**WHAT IS REQUIRED**:
Return the items word for word, starting at their first line and stopping after the line that contains "203L43 229L79 198ZM2".

*** PROVIDED ENTRIES

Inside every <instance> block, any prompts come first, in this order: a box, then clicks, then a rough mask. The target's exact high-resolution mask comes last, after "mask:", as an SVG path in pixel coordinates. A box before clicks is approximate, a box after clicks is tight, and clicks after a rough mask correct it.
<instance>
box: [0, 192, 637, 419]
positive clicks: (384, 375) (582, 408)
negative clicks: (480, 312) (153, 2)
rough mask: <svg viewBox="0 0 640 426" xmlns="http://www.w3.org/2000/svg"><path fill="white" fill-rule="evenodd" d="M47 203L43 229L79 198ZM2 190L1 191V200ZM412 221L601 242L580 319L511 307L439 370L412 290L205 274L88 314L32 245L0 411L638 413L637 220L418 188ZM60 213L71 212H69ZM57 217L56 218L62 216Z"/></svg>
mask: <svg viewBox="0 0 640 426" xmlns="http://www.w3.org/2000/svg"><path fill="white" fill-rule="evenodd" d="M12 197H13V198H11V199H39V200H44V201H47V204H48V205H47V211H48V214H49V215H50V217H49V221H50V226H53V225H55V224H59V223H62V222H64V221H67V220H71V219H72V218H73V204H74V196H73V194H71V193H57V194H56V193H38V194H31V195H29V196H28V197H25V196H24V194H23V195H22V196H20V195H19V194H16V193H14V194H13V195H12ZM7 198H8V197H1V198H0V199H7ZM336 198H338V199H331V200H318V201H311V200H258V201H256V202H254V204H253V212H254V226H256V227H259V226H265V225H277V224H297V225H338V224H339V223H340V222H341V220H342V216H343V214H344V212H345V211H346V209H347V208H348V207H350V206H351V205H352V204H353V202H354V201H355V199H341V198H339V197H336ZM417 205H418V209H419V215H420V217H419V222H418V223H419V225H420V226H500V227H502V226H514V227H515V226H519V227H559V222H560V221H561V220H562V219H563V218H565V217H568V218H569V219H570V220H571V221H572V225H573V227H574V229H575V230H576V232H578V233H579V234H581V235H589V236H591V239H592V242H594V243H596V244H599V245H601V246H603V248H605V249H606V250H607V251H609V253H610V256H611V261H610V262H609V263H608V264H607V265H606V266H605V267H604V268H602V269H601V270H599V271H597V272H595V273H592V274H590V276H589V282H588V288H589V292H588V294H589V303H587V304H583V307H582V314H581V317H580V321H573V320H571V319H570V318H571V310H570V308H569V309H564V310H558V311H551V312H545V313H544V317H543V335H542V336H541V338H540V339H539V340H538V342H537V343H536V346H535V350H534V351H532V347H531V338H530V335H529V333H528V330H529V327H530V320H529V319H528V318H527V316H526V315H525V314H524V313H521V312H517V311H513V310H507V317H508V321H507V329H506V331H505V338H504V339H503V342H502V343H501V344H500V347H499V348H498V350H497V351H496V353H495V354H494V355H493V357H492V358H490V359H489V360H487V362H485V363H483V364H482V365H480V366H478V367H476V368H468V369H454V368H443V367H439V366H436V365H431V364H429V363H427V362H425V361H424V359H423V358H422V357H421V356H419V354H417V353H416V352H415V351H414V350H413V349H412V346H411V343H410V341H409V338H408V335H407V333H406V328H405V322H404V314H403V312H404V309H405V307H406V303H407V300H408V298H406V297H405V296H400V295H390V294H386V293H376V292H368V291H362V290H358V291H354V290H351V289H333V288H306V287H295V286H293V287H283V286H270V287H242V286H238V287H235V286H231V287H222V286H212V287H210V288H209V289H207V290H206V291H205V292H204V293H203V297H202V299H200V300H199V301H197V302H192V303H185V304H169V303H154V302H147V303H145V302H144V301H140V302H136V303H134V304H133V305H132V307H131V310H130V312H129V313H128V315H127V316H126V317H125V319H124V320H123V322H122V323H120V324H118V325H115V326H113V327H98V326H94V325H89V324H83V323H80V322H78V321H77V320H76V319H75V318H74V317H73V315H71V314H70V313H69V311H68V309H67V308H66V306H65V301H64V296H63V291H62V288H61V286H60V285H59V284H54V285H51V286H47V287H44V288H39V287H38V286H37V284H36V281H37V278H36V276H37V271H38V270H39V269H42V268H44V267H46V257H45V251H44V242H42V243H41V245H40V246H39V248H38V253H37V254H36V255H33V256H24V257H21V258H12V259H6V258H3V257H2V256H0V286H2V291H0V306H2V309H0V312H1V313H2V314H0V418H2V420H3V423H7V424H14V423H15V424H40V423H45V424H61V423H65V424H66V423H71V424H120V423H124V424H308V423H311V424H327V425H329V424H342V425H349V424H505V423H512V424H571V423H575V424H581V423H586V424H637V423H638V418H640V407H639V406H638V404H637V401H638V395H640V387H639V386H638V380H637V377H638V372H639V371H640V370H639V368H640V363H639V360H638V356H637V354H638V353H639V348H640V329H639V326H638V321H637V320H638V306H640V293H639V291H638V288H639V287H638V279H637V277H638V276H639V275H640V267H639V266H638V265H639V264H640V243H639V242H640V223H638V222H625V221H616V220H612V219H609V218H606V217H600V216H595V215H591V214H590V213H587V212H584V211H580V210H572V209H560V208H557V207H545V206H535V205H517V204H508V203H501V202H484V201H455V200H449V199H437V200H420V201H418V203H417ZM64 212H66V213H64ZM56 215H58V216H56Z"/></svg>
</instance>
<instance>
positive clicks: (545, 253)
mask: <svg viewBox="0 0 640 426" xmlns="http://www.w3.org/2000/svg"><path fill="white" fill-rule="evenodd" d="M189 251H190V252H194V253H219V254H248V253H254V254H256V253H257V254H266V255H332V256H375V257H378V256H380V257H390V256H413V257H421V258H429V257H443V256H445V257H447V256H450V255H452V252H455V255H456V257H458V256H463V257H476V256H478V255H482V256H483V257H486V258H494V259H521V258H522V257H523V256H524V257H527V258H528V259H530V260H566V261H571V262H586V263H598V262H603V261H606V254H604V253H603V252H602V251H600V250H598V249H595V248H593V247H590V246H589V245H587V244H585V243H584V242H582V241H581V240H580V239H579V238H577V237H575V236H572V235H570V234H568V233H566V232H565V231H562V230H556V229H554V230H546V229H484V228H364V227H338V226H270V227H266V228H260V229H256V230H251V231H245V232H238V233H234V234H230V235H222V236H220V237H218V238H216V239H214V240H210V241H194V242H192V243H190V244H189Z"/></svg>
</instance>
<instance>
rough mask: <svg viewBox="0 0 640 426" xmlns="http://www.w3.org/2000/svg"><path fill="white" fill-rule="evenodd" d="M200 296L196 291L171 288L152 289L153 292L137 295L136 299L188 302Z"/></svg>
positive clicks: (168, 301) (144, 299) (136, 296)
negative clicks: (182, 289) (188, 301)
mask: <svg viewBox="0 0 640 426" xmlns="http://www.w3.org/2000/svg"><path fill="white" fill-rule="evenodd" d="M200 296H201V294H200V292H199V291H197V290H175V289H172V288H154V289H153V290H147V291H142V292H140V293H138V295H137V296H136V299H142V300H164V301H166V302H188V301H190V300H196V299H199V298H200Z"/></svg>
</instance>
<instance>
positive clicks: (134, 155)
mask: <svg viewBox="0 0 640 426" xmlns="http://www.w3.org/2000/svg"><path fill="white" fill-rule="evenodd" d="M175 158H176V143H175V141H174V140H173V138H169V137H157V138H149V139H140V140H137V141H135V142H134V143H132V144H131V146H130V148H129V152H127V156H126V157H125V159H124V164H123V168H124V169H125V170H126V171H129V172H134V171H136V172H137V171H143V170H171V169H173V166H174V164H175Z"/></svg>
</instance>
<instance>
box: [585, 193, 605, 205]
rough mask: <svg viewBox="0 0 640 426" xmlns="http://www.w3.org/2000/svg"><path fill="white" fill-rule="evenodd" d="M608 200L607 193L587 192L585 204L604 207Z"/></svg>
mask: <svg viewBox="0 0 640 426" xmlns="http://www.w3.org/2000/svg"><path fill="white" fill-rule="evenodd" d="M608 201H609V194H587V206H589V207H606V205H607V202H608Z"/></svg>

******

**SOLUTION TO THIS TASK**:
Inside every <instance> block, any prompts come first, in this order: a box, then clicks, then a rough mask. The target's exact high-resolution mask comes last, after "mask:", as an SVG path in pixel coordinates. A box before clicks is approximate, a box after clicks is tight, and clicks after a rough mask correct it.
<instance>
box: [0, 192, 637, 419]
positive clicks: (384, 375) (582, 408)
negative clicks: (480, 312) (153, 2)
rough mask: <svg viewBox="0 0 640 426" xmlns="http://www.w3.org/2000/svg"><path fill="white" fill-rule="evenodd" d="M47 203L43 229L79 198ZM2 190L1 191V200ZM412 221L601 242L580 319L511 307L439 370L412 290L205 274L88 314L32 245L0 411L638 413L637 220L418 188ZM60 213L71 212H69ZM57 217L56 218L62 216Z"/></svg>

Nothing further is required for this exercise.